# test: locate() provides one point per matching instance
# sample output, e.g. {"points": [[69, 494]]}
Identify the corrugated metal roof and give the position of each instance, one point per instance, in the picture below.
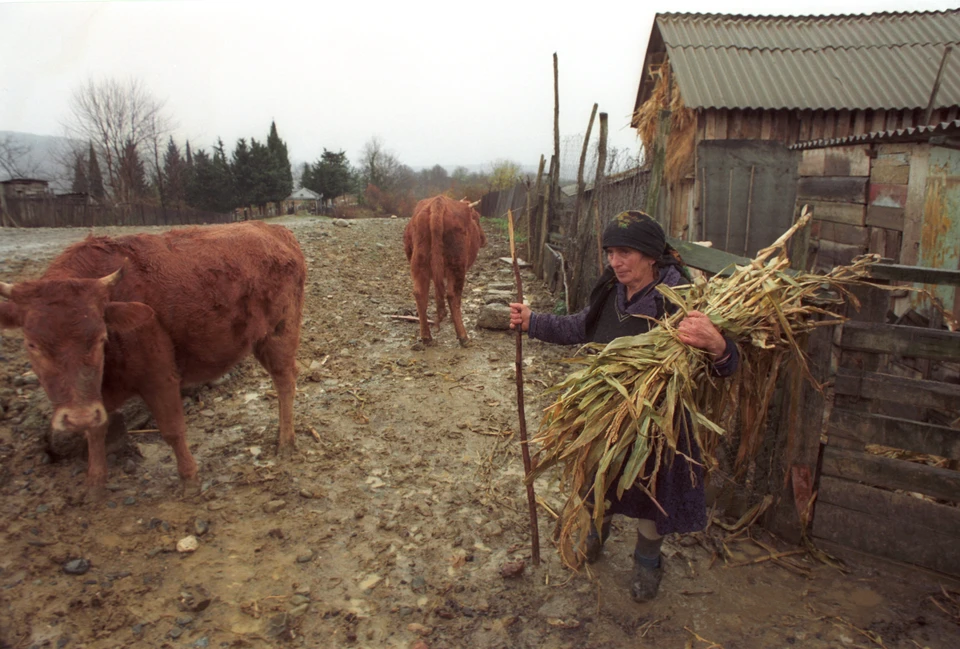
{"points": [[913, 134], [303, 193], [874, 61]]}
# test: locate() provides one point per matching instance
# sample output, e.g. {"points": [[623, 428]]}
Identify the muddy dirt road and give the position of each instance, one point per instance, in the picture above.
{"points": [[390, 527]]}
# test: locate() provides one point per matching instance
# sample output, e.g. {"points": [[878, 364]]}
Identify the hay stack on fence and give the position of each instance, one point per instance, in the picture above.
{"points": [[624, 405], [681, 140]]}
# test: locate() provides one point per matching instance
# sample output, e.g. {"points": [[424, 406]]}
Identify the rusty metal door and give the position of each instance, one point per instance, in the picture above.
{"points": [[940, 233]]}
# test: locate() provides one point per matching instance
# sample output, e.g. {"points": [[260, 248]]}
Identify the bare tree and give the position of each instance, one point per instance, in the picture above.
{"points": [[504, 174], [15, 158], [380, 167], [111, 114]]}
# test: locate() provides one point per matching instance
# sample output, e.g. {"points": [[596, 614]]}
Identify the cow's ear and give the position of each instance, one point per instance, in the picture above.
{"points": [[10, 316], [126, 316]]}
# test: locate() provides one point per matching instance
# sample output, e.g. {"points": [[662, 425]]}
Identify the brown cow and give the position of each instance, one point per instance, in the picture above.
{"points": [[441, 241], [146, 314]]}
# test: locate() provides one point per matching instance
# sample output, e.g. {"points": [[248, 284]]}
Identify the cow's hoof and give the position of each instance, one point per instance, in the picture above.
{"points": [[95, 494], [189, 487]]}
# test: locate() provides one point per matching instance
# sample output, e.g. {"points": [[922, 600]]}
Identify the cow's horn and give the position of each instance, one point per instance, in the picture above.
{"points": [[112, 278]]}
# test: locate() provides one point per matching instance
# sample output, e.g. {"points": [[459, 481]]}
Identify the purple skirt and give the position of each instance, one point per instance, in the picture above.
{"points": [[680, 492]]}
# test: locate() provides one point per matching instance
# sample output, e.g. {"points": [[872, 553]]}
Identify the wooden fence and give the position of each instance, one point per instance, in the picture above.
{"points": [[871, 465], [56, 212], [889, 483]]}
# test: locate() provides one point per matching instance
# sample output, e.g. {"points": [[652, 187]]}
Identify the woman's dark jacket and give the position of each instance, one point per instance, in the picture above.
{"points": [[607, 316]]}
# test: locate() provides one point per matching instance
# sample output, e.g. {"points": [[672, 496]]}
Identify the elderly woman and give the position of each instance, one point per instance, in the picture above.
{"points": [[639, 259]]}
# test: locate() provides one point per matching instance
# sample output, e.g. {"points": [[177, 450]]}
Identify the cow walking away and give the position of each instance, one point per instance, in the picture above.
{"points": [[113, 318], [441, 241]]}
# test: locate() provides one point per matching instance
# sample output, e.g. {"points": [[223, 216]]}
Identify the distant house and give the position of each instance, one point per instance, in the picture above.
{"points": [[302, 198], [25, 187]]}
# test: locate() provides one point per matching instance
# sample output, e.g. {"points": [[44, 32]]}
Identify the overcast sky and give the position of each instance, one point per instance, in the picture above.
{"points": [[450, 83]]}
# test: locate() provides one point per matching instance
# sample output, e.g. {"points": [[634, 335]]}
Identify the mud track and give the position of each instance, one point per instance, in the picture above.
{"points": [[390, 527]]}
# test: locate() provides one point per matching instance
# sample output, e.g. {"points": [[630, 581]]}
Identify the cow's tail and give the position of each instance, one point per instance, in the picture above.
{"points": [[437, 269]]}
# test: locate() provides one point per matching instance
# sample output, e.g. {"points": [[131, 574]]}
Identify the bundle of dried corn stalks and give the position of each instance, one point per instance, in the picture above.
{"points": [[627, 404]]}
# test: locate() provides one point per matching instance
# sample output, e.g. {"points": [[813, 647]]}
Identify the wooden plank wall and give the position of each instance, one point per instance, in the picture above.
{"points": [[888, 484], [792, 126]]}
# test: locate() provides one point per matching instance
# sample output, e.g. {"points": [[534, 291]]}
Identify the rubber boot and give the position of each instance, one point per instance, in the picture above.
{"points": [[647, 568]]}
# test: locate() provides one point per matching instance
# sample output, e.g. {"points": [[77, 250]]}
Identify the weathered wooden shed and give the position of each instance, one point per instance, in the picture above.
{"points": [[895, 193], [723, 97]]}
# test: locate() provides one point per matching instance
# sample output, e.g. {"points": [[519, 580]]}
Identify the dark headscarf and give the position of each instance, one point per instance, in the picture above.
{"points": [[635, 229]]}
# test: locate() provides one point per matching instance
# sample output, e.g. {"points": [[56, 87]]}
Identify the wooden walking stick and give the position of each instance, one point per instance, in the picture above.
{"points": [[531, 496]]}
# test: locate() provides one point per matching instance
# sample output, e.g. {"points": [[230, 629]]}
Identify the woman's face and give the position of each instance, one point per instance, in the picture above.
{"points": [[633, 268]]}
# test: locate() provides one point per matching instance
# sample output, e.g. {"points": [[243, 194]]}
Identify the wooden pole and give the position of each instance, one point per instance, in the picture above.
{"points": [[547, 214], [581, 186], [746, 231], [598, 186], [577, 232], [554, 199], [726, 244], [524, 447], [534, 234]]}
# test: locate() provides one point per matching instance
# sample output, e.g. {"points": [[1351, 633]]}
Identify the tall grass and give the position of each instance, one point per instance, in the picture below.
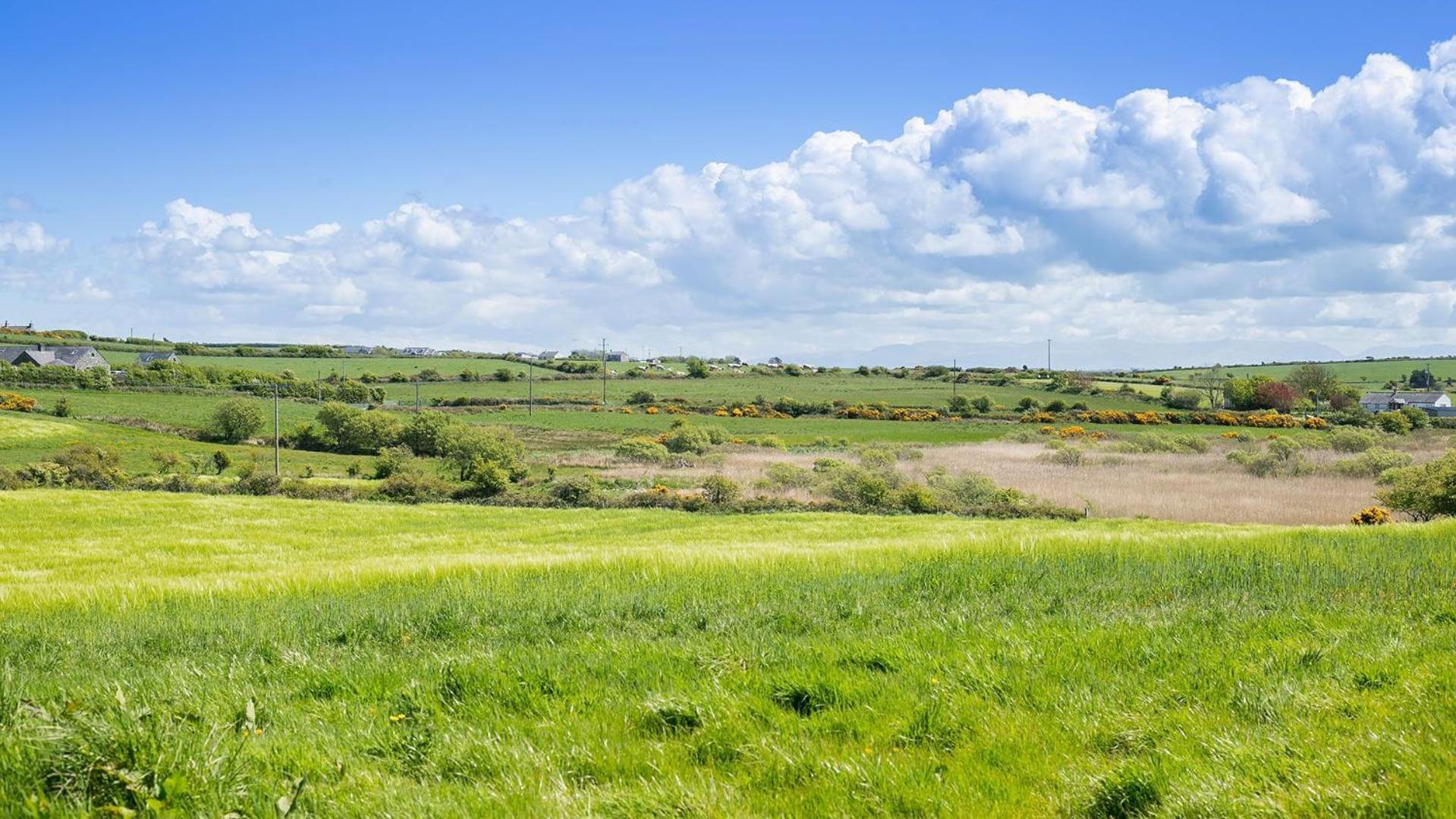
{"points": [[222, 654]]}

:::::

> [THE EXERCISE]:
From the material above, pull out every line containing the word "woman" and copy each one in full.

> [TASK OUTPUT]:
Identify the woman's dark jacket and give the position of each instance, one point per instance, in the picture above.
Identify the elderly woman and give the position of each instance, one point per instance, in the picture above.
Identify the woman's face and give the position of each instance, one point per instance, in the picture above.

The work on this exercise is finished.